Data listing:
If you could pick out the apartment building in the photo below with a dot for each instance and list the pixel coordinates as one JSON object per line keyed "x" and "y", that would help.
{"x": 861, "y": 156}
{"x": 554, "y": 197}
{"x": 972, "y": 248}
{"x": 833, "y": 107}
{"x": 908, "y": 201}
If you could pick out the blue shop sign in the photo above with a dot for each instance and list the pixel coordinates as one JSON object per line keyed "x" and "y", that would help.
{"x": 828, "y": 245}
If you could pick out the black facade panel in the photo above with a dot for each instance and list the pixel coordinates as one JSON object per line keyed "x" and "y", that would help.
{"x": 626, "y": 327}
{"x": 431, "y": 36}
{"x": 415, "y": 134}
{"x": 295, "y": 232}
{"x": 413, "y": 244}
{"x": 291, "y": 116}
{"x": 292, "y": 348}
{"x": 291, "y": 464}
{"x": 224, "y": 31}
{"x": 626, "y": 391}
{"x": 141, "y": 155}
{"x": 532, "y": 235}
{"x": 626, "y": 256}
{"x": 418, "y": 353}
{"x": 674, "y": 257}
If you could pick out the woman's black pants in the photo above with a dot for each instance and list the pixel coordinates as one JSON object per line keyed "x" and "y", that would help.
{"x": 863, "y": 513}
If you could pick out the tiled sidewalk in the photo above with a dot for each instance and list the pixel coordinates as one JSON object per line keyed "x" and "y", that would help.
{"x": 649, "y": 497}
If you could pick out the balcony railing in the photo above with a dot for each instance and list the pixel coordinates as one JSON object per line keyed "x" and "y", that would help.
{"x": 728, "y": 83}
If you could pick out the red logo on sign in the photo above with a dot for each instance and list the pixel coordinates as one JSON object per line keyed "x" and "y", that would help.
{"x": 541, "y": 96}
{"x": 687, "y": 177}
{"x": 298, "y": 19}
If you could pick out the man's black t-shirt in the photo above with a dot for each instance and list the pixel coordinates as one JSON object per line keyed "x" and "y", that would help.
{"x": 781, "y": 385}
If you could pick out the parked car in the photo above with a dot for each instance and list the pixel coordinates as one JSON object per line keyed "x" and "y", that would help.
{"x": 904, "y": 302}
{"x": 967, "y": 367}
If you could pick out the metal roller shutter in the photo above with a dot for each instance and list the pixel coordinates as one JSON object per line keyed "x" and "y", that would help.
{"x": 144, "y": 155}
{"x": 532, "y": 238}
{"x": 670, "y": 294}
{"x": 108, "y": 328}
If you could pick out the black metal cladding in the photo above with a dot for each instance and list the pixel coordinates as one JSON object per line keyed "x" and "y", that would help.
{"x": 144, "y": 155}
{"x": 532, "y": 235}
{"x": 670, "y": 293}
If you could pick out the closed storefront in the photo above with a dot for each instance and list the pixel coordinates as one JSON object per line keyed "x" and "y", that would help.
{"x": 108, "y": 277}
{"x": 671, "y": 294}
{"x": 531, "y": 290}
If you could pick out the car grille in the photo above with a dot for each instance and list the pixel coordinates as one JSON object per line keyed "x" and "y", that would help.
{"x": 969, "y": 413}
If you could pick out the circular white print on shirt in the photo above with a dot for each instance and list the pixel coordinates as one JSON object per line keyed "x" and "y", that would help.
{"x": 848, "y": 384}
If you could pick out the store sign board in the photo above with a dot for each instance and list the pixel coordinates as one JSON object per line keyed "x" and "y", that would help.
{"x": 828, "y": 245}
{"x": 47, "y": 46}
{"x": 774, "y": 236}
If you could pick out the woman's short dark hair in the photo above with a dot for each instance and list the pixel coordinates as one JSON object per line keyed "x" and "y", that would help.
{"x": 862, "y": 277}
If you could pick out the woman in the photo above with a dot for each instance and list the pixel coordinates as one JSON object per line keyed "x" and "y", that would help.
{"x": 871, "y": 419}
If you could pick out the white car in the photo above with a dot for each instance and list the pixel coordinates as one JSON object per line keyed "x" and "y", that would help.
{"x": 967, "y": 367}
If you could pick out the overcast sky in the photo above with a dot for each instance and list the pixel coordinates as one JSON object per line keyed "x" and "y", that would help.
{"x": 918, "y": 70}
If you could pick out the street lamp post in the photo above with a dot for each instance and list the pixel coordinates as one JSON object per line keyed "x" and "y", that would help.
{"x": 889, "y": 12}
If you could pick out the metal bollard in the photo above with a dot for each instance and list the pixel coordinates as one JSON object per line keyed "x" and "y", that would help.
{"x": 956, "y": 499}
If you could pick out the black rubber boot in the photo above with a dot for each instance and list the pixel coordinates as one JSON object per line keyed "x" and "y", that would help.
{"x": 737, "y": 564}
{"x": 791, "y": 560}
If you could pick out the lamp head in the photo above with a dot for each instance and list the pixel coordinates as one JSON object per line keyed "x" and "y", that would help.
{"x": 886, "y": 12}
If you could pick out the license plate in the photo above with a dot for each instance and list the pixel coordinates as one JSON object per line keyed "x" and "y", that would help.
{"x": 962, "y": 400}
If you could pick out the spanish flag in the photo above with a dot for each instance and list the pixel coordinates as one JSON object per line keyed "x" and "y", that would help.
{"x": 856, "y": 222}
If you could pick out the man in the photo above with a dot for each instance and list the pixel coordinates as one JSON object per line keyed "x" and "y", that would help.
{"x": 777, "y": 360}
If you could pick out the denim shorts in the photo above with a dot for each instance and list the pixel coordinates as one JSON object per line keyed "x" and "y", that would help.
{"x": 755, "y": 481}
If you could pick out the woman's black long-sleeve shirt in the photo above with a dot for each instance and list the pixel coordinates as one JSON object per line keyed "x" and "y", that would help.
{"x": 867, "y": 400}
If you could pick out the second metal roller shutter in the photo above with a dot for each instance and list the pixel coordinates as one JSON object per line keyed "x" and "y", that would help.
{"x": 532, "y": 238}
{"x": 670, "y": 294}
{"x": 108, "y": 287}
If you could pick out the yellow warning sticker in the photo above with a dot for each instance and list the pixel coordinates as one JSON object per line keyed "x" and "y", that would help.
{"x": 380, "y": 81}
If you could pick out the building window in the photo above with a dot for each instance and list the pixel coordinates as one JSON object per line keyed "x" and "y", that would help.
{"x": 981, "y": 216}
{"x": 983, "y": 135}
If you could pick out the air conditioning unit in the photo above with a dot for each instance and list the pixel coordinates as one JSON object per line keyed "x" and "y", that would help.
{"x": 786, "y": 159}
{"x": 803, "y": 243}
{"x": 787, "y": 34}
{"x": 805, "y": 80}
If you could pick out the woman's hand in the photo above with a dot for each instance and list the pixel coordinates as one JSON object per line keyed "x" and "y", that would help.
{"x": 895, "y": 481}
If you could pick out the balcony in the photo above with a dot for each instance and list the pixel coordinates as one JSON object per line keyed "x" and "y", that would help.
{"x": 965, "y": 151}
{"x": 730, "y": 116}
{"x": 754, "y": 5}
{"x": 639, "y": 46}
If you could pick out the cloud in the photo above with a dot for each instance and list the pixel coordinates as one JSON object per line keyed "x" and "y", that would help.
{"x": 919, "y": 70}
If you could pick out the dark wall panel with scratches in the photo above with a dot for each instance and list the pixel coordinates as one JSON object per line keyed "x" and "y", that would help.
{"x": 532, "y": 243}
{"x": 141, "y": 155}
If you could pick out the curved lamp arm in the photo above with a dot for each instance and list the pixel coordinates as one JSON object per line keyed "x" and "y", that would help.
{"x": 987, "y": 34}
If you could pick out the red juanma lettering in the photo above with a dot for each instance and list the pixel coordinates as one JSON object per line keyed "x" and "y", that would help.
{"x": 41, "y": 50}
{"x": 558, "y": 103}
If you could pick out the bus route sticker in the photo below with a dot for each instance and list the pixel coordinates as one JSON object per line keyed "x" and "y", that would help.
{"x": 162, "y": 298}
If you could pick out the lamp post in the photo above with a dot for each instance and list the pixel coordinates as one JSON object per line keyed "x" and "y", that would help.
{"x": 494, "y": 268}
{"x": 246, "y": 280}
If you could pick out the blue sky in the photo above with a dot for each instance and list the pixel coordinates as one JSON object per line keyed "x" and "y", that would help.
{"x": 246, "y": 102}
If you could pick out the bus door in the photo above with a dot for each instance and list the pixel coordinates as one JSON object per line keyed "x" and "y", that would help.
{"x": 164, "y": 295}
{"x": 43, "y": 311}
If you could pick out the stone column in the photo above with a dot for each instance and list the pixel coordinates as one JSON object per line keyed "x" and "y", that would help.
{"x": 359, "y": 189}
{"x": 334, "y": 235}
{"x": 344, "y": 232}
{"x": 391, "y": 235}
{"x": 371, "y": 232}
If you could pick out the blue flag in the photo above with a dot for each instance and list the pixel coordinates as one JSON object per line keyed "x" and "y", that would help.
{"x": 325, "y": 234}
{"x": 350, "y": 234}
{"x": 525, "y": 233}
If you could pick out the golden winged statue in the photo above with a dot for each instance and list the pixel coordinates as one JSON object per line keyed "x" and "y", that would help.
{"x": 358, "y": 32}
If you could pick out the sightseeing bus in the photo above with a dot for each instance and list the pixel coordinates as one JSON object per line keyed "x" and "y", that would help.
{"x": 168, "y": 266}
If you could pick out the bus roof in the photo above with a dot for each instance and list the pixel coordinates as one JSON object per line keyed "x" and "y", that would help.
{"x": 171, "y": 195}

**AIM OF THE TASK**
Transcribe word for word the lines from the one holding "If you could pick out the bus door" to the last line of the listing above, inclusive.

**EXERCISE RESULT**
If you could pick out the bus door in the photo above with a dot for each instance and list the pixel coordinates as one JSON object per line keyed "x" and "y", that would help.
{"x": 164, "y": 295}
{"x": 43, "y": 311}
If you could pick out the stone column in the photo above with a dot for each instance and list the pixel coordinates as one JSON object per line keyed "x" and "y", that would help.
{"x": 359, "y": 189}
{"x": 334, "y": 235}
{"x": 344, "y": 232}
{"x": 391, "y": 235}
{"x": 371, "y": 232}
If you could pick out the blue flag in the photo above with a dot for each instance and list the pixel coordinates as one JSON object per line keyed "x" and "y", that would help.
{"x": 325, "y": 234}
{"x": 350, "y": 234}
{"x": 525, "y": 233}
If you could pick out the golden winged statue in the photo above with a dot for each instance and list the pixel coordinates as one JSON object per line keyed "x" and "y", that would help.
{"x": 358, "y": 32}
If you could pick out the sightseeing bus in the photo above with a dot for each instance and list the pixel coordinates as one JSON object per line keyed "x" and "y", that would help.
{"x": 168, "y": 266}
If you could pick out the bus roof in the photo above with a dot for each instance and list the pixel coordinates as one JSON object per line keyed "x" and "y", that would help.
{"x": 171, "y": 195}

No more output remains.